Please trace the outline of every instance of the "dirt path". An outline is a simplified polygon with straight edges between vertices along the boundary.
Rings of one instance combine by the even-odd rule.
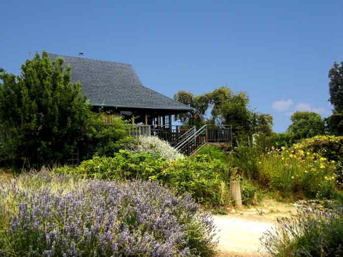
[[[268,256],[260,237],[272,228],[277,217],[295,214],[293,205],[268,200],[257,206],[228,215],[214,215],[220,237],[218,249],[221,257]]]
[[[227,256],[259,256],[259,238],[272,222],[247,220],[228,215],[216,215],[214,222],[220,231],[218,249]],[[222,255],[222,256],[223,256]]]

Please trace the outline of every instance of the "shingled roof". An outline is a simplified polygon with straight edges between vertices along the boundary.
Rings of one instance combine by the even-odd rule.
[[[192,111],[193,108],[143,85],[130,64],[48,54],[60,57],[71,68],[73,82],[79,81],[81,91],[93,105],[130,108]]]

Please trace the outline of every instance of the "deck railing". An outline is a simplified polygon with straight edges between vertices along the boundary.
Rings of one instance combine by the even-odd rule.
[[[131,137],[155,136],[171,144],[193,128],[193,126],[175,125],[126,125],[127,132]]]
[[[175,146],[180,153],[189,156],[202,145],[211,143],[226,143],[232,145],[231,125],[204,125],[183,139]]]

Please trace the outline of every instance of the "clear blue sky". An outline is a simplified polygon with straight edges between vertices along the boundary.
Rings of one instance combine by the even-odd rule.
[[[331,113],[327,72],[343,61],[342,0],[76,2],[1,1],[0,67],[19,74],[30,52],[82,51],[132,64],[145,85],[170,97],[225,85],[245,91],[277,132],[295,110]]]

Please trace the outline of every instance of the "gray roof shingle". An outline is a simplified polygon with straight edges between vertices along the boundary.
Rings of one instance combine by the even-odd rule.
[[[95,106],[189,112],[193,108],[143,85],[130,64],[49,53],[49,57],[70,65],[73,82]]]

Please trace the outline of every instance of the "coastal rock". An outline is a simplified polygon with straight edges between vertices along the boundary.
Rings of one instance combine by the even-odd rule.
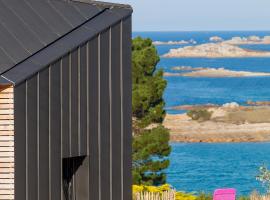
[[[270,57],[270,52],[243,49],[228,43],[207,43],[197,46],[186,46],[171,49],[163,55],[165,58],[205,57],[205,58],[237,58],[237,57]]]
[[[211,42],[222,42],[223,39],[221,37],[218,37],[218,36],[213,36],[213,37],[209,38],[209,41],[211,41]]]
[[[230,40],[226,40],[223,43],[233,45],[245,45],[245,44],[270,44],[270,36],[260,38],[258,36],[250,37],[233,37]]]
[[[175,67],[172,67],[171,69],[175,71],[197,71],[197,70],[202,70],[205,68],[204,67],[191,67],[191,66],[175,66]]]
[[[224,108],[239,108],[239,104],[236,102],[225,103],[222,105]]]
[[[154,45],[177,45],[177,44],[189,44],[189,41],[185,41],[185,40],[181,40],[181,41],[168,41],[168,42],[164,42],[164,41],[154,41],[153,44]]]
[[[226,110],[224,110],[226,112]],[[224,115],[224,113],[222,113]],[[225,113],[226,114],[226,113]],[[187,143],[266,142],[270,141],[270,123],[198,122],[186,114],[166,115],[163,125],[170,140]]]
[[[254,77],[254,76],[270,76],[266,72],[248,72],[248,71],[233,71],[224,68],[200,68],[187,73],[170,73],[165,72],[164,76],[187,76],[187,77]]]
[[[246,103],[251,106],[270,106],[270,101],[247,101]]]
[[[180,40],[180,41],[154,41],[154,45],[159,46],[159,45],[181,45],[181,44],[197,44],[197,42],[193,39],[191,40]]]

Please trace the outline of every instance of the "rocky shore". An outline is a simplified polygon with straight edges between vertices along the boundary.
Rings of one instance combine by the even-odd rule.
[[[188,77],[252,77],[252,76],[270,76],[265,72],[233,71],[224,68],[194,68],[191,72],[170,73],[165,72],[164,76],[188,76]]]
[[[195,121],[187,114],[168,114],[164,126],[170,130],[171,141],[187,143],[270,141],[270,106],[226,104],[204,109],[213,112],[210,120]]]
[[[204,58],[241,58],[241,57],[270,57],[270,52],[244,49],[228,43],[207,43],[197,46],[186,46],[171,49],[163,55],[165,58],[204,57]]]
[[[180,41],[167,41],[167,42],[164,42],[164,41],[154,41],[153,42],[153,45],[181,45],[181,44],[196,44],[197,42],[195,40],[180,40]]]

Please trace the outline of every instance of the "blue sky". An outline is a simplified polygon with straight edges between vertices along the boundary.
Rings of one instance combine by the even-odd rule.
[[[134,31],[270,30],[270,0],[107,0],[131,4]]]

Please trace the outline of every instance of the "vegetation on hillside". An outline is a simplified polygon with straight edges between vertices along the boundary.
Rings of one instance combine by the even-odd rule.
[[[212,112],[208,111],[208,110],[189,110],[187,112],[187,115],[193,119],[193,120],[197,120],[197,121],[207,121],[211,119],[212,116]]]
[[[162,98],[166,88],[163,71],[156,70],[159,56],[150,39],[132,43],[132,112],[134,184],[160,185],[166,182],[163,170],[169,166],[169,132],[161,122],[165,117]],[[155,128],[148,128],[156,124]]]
────────────────
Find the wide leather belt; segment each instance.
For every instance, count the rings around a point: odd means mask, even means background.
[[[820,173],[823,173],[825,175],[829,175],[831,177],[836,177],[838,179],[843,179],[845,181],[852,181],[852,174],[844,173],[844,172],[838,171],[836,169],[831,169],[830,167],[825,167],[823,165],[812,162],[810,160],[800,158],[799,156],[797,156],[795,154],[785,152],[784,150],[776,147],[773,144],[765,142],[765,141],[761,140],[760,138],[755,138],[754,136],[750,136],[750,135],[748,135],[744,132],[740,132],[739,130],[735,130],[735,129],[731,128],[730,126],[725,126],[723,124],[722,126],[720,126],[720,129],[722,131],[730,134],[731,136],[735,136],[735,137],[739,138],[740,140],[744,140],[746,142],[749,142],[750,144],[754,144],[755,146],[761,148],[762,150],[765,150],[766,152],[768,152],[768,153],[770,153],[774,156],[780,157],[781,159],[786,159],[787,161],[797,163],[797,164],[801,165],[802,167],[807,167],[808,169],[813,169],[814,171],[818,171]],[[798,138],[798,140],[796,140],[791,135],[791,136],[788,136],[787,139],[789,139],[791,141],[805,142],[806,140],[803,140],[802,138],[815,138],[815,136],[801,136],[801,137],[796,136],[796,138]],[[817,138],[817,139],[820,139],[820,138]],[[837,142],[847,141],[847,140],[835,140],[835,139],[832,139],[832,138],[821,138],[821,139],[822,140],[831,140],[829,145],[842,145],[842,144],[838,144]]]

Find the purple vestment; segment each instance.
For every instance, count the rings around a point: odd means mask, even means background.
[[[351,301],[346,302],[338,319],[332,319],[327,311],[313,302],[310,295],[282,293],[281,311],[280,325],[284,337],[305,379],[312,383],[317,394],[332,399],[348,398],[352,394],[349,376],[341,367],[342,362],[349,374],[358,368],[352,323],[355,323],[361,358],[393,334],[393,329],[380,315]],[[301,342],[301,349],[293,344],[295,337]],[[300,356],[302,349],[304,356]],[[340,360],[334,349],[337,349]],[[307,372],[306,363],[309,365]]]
────────────────
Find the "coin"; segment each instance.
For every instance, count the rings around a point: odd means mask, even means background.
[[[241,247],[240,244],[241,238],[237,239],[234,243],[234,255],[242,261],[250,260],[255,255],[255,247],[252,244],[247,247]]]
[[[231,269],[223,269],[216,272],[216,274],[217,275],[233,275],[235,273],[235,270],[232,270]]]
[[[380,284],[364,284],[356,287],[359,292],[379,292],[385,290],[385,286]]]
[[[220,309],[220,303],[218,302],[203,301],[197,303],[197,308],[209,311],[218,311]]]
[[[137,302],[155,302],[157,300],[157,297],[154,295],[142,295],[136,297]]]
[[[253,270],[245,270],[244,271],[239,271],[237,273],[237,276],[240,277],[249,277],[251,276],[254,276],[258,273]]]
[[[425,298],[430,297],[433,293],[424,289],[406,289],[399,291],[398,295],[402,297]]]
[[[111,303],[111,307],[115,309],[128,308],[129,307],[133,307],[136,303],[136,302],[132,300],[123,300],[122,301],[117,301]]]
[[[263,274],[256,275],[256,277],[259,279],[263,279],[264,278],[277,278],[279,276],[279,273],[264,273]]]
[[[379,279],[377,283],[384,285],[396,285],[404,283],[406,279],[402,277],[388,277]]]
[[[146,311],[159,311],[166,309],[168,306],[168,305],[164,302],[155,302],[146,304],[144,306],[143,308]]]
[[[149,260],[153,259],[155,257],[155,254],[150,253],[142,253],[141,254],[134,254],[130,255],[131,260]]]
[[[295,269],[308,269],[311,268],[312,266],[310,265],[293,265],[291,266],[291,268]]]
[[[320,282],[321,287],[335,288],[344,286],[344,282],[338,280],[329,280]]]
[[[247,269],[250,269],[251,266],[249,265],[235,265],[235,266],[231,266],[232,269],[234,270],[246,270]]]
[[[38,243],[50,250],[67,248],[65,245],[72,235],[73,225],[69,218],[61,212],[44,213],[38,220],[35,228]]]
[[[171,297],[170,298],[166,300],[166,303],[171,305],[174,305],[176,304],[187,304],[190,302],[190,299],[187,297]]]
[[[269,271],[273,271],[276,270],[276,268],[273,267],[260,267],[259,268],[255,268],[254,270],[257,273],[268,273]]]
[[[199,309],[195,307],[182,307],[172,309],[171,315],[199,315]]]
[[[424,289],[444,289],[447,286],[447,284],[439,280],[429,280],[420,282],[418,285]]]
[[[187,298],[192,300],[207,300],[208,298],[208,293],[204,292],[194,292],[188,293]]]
────────────────
Gather every line of the records that contains the string "segment" and copy each such line in full. Letter case counts when matching.

[Task solution]:
Find the wide leather belt; segment each instance.
Find the purple vestment; segment each instance.
Find the "coin"; segment each instance.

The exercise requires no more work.